- [Data provided]
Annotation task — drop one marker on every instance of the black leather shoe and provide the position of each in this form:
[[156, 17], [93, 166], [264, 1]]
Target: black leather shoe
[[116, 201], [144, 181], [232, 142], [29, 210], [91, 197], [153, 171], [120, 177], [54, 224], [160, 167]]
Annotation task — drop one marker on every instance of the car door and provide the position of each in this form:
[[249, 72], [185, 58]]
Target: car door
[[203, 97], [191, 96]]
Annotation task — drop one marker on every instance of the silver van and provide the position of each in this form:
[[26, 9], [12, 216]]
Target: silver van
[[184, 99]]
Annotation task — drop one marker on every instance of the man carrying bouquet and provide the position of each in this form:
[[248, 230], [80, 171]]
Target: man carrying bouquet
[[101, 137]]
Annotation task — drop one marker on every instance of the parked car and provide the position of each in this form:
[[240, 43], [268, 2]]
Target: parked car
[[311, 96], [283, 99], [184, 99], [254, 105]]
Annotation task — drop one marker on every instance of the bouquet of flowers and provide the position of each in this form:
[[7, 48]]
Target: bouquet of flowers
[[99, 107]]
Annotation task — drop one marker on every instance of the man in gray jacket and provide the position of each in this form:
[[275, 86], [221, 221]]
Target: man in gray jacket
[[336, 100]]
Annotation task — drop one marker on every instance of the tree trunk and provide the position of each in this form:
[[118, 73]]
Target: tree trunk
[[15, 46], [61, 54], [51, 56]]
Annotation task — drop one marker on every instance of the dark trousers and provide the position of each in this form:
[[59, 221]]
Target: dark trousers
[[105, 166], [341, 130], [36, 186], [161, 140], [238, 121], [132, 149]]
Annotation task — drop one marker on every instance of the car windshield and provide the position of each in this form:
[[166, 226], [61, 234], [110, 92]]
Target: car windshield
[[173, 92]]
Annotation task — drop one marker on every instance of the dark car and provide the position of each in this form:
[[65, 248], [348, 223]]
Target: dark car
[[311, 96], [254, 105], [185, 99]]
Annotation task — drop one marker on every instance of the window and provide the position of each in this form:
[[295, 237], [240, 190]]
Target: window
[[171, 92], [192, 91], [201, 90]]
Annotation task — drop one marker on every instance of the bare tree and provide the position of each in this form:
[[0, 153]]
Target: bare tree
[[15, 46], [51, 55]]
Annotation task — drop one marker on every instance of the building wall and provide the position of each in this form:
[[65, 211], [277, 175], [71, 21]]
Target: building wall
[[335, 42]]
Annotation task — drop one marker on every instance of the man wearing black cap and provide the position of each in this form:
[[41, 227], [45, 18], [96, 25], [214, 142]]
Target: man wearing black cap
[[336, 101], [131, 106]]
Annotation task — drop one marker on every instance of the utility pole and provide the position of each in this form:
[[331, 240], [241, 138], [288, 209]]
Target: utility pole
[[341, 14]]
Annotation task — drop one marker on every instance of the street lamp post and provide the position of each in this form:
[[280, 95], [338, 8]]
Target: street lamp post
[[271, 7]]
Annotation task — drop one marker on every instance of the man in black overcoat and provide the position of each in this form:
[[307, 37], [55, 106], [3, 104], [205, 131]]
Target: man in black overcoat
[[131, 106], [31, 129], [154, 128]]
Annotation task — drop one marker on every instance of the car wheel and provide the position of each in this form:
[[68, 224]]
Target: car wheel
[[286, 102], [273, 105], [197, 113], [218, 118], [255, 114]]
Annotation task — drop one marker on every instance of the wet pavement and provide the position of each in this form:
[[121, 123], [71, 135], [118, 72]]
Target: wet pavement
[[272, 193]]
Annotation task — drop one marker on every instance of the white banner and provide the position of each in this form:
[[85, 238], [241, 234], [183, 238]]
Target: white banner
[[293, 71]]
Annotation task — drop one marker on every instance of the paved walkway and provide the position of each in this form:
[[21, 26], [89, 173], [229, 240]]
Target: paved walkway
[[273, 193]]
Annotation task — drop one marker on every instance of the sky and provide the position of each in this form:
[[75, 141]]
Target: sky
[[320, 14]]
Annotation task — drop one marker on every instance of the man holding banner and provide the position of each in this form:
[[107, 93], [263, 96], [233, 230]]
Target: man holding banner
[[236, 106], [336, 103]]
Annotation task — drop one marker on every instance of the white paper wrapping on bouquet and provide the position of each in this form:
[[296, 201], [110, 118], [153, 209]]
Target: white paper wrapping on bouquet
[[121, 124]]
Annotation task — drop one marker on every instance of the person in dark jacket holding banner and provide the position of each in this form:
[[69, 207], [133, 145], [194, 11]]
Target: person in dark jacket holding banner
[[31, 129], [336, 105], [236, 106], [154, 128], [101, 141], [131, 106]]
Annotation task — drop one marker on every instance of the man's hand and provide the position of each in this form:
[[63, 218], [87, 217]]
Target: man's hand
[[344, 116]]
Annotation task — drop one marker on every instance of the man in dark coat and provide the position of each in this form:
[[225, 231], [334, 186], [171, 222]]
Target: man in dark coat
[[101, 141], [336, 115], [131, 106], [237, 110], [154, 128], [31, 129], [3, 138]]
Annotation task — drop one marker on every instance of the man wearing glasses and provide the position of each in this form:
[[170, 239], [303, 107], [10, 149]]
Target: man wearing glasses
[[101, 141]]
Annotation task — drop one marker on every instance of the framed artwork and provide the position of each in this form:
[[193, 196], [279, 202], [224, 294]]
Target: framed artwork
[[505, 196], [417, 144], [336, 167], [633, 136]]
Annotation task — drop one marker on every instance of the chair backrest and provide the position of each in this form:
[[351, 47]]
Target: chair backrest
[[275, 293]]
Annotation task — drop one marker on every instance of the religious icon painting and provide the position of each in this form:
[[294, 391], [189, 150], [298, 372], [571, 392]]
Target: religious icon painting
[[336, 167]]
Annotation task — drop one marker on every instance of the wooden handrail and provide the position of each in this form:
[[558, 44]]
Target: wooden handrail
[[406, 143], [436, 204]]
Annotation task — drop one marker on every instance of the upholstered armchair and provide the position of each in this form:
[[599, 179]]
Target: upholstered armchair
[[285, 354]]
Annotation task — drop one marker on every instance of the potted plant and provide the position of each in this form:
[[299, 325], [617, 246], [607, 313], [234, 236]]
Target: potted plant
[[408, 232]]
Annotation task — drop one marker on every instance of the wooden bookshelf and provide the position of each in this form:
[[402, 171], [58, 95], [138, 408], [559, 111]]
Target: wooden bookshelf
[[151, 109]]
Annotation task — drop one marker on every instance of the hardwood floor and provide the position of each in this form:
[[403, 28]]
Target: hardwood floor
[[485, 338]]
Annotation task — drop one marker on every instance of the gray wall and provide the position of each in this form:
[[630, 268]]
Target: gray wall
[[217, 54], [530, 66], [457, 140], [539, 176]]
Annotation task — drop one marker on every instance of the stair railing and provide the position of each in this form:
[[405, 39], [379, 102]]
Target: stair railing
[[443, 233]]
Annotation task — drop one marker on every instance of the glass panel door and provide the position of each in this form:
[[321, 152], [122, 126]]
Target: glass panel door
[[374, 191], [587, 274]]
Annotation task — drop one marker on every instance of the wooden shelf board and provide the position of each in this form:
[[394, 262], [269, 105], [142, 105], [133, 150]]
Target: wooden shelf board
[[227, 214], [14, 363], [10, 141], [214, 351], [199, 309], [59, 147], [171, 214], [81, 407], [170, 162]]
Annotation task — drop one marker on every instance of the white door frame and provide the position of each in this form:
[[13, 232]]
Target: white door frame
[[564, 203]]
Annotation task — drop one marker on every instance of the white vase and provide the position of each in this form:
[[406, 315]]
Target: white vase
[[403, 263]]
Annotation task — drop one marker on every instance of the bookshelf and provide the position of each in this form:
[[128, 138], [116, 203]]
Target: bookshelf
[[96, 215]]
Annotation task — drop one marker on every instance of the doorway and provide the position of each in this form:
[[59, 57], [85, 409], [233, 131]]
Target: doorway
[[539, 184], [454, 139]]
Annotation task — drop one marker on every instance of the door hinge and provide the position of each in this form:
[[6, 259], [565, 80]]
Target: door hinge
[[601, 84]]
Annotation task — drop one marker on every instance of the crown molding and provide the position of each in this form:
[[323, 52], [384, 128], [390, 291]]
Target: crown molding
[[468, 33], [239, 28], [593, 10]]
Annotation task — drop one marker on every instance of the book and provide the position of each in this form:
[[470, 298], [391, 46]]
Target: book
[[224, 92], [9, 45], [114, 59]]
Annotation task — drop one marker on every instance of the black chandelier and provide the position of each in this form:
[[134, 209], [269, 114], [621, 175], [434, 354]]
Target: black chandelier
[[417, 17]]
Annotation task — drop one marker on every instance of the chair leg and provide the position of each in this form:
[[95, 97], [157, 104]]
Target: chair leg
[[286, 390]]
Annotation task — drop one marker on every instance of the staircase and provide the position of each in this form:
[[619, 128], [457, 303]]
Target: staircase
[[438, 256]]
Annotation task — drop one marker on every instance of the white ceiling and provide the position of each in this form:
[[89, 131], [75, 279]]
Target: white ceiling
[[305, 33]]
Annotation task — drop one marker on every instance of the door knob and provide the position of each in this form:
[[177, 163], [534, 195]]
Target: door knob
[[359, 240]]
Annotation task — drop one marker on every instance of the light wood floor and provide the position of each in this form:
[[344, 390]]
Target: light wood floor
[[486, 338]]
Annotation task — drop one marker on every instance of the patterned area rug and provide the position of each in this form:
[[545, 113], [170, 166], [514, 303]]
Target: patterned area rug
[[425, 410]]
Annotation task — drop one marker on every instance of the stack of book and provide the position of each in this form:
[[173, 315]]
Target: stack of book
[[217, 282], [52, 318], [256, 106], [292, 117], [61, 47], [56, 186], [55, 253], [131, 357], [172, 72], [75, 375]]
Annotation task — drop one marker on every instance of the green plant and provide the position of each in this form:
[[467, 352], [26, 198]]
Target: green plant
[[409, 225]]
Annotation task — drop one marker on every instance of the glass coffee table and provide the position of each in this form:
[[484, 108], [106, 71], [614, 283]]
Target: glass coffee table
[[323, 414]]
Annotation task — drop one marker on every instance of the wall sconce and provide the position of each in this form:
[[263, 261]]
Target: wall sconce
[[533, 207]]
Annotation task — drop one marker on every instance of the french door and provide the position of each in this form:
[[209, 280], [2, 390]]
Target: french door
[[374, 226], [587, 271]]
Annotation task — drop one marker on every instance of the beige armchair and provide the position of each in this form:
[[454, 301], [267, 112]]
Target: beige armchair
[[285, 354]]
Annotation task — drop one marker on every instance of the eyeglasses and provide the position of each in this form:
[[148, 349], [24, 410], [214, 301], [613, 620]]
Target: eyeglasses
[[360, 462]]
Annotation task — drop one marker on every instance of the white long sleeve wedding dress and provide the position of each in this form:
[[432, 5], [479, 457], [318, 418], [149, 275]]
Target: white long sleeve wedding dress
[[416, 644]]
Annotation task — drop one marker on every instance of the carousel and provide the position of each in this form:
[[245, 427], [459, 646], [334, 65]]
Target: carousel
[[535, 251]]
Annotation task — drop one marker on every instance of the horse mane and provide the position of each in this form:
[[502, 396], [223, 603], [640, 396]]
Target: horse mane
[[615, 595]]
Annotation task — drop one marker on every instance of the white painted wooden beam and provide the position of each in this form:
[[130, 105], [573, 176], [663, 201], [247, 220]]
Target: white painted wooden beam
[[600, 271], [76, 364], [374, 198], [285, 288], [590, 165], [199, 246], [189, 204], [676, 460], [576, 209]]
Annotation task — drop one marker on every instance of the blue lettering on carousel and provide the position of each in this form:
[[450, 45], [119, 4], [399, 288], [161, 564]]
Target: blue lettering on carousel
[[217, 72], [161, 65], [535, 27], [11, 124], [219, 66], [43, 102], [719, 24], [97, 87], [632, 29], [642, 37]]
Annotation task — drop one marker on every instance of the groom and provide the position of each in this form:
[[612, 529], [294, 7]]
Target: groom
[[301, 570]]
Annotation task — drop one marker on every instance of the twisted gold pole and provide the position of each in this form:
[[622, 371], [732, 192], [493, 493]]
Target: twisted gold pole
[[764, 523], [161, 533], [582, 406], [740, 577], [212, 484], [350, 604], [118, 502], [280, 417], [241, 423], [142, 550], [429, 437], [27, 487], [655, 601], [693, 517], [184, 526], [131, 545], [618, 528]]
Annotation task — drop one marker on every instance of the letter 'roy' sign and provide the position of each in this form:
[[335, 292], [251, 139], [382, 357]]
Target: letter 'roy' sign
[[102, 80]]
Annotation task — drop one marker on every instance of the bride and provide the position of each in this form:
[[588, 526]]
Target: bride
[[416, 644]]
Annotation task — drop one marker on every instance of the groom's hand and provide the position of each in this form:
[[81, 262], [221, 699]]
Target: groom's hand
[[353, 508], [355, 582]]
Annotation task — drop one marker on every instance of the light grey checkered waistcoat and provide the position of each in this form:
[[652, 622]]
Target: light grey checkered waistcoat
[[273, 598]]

- [What you need to do] Which lines run from the first of the listing to the line containing "of the silver"? Reproduce those exactly, both ends included.

- [Answer section]
Annotation task — drop one marker on every instance of the black leather shoe and provide the position of each in this form:
[[156, 17], [93, 166], [264, 1]]
Target: black leather shoe
[[116, 201], [144, 181], [232, 142], [29, 210], [91, 197], [153, 171], [120, 177], [54, 224], [160, 167]]
Annotation task — drop one marker on every instance of the car door and provide the position of each in this form:
[[249, 72], [185, 58]]
Target: car door
[[203, 97], [191, 96]]
Annotation task — drop one marker on every instance of the silver van and provide the position of each in this form:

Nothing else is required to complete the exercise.